··· Given text ···
The outraged reaction of Muslim protesters to the trailer of a film that defames the prophet Muhammad -- and that may not even exist in full -- is both discouraging and dismaying.
The demonstrations have taken place in some 20 countries, and, in Libya, they cost the life of the U.S. ambassador and three members of his staff. The Libyan government has promised to work with the U.S. authorities in tracking down the killers and reportedly has arrested as many as 50 people, some of them foreigners, in connection with the attack.
There was some reassuring news when an amateur video surfaced of Libyan civilians rescuing Ambassador Christopher Stevens from the consulate in Benghazi and rushing him to the hospital, cheering "God is great" when they mistakenly thought he had survived. It is a reminder not to judge a country's people by the worst among them.
In those Muslim nations where our embassies and diplomats seem to be under regular threat by impetuous, irrational mobs, it would be a natural reaction to pack up our aid and emissaries and go home. The reaction would be natural -- but mistaken.
For us to dissociate ourselves or even lower our level of engagement with the Muslim world is to invite even greater problems in the future. ...
Other cultures not steeped in free speech might not understand that our government allows free expression, even when it is offensive to many. Our encouragement of fledgling democracies should include sharing the bedrock principles upon which democracy stands.
It will be a tough, thankless task explaining the concept of free expression to people who have never enjoyed that right, but that is not an excuse for not trying. We owe it to those who yearn for democracy, as well as to those of us who have long enjoyed its freedoms.
··· Records supplied ···
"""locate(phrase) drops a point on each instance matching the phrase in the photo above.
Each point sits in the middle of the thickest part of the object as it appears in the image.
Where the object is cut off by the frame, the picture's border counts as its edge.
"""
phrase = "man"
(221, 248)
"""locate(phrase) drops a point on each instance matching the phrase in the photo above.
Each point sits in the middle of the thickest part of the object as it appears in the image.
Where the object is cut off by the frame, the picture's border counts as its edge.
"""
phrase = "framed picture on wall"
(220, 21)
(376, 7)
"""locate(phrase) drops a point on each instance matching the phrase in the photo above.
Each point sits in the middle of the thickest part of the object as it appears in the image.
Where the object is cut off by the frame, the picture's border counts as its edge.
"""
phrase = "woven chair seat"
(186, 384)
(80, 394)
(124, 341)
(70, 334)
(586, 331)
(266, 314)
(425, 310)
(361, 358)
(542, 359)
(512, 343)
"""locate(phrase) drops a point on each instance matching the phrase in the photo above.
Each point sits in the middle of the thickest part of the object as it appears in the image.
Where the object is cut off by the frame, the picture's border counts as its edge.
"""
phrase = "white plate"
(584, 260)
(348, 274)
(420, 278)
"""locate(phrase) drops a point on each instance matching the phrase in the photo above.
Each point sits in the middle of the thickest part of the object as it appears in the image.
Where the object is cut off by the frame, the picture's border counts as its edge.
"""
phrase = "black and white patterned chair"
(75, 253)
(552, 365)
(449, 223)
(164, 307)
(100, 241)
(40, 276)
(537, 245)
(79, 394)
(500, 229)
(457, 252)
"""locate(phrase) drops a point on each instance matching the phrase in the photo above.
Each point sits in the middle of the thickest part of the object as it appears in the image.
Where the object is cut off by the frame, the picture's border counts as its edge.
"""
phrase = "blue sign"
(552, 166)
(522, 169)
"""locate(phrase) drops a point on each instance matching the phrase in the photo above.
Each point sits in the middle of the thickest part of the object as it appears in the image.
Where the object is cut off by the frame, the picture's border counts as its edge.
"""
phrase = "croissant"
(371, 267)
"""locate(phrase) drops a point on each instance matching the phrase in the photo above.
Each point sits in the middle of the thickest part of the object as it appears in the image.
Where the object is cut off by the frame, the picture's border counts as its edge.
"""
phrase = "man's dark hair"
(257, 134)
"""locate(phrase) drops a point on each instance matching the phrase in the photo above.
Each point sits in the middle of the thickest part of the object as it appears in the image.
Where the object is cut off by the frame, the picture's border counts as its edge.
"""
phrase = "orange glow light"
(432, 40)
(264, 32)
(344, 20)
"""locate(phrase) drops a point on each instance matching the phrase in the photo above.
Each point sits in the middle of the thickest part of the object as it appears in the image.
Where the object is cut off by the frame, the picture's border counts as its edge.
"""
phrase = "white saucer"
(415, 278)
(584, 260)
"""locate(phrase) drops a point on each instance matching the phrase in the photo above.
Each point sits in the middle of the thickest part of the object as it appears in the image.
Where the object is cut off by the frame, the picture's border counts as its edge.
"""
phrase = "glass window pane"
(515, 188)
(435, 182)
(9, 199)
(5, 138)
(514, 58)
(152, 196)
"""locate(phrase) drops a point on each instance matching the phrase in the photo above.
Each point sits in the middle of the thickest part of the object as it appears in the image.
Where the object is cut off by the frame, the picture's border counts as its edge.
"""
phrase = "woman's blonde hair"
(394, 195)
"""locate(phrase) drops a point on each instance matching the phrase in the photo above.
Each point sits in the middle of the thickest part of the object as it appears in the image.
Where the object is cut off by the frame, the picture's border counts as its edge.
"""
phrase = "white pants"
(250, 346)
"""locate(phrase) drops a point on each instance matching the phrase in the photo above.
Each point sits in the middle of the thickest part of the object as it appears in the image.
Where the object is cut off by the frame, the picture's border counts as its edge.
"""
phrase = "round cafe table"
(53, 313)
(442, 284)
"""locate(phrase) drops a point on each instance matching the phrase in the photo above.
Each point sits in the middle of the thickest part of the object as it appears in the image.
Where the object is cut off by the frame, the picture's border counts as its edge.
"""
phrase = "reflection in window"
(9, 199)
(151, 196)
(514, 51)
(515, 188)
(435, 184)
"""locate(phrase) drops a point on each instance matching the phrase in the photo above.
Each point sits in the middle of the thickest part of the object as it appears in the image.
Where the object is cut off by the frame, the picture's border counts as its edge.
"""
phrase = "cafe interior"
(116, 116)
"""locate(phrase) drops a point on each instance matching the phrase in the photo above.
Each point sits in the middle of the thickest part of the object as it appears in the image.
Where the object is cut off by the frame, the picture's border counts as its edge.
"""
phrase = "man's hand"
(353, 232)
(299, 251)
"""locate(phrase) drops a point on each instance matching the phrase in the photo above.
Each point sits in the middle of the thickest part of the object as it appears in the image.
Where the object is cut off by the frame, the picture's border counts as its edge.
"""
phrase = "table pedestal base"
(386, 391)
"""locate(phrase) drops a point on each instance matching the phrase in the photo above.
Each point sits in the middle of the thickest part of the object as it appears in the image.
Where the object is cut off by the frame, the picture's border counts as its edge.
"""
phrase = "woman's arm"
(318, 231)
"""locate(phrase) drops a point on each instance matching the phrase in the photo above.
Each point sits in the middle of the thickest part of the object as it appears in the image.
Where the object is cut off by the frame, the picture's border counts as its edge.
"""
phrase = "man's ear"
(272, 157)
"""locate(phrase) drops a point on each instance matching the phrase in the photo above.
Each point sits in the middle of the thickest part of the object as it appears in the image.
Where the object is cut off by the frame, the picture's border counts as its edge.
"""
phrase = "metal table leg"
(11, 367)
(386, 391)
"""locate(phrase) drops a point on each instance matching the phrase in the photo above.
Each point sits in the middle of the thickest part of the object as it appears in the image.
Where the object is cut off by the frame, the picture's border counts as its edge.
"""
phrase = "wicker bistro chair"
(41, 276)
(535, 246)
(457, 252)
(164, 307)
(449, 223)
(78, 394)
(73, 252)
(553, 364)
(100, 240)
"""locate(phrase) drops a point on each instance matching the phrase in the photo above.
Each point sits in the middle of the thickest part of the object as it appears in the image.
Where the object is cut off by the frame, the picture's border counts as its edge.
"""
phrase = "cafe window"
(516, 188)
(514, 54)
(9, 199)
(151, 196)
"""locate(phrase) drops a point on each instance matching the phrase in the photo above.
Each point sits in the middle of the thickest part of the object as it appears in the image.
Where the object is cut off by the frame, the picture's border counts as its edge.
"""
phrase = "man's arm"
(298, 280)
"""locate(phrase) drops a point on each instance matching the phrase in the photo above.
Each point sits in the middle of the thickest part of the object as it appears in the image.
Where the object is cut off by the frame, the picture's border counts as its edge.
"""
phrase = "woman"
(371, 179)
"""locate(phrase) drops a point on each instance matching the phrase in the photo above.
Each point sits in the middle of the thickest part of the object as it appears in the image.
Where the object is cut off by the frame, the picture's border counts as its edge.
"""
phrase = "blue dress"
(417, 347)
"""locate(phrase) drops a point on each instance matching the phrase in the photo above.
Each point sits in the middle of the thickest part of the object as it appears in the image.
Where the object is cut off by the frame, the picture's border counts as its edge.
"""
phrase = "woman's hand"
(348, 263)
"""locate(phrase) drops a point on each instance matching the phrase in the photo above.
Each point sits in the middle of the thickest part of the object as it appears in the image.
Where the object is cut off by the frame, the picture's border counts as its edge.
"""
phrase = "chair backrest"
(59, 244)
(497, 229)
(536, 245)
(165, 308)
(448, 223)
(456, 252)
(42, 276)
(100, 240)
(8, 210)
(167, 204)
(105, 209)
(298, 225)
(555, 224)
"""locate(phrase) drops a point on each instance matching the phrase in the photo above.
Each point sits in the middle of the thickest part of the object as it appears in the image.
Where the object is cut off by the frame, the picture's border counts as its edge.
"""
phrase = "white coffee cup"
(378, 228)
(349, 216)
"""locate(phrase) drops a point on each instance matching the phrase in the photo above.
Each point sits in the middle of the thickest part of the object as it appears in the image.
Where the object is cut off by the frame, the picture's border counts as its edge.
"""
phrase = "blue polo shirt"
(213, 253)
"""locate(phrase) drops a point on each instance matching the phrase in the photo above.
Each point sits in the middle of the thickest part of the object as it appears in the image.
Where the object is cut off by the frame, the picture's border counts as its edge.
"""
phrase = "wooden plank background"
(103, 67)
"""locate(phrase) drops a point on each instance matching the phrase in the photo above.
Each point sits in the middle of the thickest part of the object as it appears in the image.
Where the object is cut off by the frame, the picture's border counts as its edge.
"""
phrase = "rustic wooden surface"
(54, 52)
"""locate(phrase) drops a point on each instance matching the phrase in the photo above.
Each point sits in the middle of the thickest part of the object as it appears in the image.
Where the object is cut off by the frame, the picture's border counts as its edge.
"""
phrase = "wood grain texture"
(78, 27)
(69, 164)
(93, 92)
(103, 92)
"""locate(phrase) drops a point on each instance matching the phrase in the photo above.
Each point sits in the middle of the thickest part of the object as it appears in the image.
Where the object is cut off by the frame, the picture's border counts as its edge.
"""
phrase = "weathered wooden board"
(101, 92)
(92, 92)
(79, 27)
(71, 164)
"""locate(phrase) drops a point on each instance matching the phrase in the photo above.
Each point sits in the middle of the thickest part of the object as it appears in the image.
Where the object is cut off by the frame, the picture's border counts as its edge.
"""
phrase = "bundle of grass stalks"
···
== Brief ==
Rewrite the paragraph of the editorial on the protests that begins "The demonstrations have taken place" as a short bulleted list that keeps its main facts.

== Solution for this exercise ==
- Demonstrations took place in some 20 countries.
- In Libya, they cost the lives of the U.S. ambassador and three members of his staff.
- The Libyan government promised to work with U.S. authorities to track down the killers.
- It reportedly arrested as many as 50 people in connection with the attack, some of them foreigners.